++++ Brano di testo
Nel Medioevo i morti vengono inumati, in attesa della Resurrezione. Non si pratica la cremazione, perlomeno in Occidente. La gente di condizioni sociali modeste viene seppellita nella nuda terra, anch’essa nuda dentro il sudario. Quando si tratta di nobili o di prelati di una certa importanza la salma trova collocazione in una bara, che può essere anche molto sfarzosa. come nel caso di Isabella di Lorena, moglie di re Renato d’Angiò, la cui bara è “tappezzata di stoffa damascata” e riempita di fiori.

Spesso nel testamento è indicato il luogo dove il morto vuole essere sepolto. Si tratta del cimitero parrocchiale, oppure di una chiesa o di un convento specifici. Non sempre le mogli vogliono essere sepolte accanto ai loro mariti che li hanno preceduti nell’aldilà, nelle fonti si trovano casi singolari e perfino eccentrici. Come quello di una donna avignonese che desidera essere inumata nel cimitero Saint-Michel se nel giorno delle esequie ci sarà bel tempo, e in quello di Saint-Agricole se pioverà.
++++++++
++++ Dati forniti
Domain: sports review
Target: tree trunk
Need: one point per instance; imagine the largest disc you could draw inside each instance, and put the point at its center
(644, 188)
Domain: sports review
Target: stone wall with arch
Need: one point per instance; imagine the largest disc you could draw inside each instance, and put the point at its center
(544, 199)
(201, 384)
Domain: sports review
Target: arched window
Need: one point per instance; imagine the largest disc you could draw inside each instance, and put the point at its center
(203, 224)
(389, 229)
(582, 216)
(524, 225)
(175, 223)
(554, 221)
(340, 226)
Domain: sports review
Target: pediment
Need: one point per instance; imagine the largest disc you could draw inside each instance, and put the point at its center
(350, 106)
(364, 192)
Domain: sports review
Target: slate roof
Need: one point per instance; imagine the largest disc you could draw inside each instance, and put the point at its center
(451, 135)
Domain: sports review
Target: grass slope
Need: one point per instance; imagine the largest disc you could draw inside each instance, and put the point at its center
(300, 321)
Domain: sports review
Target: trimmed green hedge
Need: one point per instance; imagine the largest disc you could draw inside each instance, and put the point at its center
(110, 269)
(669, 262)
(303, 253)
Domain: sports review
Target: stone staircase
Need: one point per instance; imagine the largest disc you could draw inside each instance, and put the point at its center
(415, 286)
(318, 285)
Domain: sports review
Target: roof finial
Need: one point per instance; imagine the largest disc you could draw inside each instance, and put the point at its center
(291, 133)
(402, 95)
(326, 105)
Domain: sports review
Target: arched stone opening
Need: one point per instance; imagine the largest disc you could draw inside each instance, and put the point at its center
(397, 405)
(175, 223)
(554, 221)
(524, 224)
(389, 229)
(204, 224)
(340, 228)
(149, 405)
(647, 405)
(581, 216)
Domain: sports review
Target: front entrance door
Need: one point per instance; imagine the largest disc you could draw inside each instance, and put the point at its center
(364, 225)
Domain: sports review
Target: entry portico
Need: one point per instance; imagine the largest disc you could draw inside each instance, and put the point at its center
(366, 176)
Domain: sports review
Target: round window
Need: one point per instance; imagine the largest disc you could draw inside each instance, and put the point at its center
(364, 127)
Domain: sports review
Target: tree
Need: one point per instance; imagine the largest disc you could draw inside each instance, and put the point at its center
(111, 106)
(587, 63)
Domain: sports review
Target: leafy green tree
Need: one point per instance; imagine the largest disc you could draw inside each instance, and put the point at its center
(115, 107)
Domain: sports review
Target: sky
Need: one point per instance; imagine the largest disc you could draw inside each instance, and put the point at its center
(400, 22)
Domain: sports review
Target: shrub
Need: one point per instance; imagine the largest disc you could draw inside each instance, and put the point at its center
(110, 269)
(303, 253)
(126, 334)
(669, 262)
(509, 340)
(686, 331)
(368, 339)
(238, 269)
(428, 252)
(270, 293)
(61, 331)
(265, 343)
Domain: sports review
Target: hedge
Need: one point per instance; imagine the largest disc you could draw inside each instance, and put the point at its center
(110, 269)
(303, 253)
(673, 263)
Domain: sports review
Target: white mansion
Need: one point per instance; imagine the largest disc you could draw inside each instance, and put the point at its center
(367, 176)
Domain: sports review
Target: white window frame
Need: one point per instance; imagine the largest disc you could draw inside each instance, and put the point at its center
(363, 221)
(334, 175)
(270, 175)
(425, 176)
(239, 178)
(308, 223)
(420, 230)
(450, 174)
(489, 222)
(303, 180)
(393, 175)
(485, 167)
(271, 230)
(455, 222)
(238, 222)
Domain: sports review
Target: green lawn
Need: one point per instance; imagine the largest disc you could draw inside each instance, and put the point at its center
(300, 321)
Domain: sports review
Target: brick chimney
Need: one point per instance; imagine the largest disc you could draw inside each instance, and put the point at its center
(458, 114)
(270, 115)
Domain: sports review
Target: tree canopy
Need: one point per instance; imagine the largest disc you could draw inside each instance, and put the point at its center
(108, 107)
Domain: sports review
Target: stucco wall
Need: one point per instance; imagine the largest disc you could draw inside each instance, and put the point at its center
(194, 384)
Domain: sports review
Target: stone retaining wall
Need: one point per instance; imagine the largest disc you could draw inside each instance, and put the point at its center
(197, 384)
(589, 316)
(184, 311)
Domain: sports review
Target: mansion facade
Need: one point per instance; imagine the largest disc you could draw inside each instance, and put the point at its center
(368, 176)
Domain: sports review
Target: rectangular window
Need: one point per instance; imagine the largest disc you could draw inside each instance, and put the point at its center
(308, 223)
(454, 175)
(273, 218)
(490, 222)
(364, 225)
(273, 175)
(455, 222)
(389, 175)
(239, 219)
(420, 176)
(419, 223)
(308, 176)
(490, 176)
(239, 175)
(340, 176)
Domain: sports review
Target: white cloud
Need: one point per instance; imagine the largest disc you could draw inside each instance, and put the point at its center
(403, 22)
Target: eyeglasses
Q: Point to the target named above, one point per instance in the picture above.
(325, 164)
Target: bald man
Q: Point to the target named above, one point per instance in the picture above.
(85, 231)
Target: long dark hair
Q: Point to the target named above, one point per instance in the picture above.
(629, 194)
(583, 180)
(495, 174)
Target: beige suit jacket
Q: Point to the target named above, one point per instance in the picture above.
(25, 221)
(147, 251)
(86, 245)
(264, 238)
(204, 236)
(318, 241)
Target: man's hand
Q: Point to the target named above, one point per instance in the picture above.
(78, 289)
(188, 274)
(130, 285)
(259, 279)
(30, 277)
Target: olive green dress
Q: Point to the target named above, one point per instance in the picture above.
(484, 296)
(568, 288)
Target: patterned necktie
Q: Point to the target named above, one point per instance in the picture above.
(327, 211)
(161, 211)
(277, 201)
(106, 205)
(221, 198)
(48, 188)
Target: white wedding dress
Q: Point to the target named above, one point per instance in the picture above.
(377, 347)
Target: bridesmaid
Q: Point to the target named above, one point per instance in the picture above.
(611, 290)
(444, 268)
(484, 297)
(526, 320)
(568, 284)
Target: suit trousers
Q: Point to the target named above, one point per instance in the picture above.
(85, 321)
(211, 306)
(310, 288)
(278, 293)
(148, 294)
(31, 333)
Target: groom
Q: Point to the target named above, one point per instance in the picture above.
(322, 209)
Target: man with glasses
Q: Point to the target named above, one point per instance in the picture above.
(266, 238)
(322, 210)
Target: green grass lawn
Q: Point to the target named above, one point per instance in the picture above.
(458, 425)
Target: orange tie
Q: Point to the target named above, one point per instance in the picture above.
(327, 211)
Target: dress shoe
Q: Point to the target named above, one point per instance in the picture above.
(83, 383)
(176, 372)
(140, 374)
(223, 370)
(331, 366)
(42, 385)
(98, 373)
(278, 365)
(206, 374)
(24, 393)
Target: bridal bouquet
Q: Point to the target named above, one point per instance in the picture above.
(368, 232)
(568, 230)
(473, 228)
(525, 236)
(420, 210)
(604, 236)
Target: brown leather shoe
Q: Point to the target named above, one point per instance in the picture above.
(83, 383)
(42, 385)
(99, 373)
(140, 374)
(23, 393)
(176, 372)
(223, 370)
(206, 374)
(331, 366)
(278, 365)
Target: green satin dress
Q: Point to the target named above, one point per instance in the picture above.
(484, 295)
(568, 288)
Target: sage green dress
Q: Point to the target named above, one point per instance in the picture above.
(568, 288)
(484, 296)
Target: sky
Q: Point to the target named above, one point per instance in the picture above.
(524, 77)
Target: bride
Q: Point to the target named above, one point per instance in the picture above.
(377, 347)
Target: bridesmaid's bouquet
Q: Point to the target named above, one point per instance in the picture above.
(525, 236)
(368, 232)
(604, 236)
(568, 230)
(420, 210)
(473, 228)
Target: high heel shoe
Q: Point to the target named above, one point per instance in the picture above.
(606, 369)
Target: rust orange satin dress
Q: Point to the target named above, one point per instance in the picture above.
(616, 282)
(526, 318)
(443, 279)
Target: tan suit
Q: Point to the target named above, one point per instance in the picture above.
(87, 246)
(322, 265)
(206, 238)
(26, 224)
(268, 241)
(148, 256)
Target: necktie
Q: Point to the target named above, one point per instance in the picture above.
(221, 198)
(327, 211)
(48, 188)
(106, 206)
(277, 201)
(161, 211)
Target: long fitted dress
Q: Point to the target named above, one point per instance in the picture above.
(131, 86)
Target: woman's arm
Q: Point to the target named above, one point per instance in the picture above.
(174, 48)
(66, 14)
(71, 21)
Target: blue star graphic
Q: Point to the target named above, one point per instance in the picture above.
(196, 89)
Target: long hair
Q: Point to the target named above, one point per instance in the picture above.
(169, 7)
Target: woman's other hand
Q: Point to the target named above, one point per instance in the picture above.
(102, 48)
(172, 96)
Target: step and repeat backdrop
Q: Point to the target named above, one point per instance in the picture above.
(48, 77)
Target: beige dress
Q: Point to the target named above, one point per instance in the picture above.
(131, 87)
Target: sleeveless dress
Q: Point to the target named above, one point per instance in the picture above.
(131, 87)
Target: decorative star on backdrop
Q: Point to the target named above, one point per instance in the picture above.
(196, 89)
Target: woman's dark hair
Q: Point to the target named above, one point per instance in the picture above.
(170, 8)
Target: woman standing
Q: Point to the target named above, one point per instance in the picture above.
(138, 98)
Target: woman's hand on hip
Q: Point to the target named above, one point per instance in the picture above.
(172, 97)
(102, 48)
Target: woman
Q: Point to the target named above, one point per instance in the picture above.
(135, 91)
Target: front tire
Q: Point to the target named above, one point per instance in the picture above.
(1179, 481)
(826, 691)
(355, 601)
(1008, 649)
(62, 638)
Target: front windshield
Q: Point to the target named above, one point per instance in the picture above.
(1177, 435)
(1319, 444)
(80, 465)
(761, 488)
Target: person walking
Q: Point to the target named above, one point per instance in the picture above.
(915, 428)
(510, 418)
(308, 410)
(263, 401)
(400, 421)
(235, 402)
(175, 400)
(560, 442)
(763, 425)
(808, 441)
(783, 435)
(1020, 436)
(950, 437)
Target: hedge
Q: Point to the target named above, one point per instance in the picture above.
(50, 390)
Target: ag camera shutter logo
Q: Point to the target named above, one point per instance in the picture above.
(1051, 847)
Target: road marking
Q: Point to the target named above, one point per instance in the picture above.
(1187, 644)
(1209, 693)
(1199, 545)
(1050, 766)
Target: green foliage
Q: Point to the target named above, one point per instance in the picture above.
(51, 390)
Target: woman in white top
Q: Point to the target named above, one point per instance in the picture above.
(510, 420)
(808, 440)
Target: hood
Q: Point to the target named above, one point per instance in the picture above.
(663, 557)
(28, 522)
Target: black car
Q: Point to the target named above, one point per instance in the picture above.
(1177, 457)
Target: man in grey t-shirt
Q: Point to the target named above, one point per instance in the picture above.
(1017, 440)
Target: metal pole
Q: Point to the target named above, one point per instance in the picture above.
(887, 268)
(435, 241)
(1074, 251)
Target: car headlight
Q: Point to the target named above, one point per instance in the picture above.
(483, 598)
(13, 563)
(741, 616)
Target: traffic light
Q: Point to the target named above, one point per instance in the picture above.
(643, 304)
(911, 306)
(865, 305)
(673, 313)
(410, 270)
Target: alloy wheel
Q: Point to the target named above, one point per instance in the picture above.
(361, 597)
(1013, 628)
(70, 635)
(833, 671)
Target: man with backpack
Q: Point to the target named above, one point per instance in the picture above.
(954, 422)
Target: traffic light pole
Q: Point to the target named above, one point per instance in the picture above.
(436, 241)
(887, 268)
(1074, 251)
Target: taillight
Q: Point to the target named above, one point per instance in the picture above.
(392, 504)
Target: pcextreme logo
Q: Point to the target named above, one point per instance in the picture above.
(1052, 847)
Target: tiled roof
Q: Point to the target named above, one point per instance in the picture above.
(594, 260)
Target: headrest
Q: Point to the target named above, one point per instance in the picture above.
++++++++
> Da svolgere:
1. Nel brano sulle sepolture medievali, in quale cimitero desidera essere inumata la donna avignonese se il giorno delle esequie pioverà?
2. Riporta dal brano sulle sepolture medievali il tratto che va da "Nel Medioevo i" fino a "riempita di fiori.".

> Soluzioni:
1. Nel cimitero di Saint-Agricole.

2.
Nel Medioevo i morti vengono inumati, in attesa della Resurrezione. Non si pratica la cremazione, perlomeno in Occidente. La gente di condizioni sociali modeste viene seppellita nella nuda terra, anch’essa nuda dentro il sudario. Quando si tratta di nobili o di prelati di una certa importanza la salma trova collocazione in una bara, che può essere anche molto sfarzosa. come nel caso di Isabella di Lorena, moglie di re Renato d’Angiò, la cui bara è “tappezzata di stoffa damascata” e riempita di fiori.